**Work task**
Copy every record below exactly.

**Extracted records**
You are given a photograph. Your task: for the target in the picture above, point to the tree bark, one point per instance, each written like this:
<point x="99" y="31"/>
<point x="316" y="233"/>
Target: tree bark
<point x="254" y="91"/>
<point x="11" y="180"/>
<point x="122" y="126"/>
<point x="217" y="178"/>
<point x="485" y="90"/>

**Worked solution**
You are given a photograph. Your task: for the target in the picture above, point to the tree bark, one point per instance, each written like this:
<point x="99" y="31"/>
<point x="316" y="233"/>
Target: tree bark
<point x="254" y="91"/>
<point x="11" y="180"/>
<point x="122" y="126"/>
<point x="217" y="178"/>
<point x="485" y="90"/>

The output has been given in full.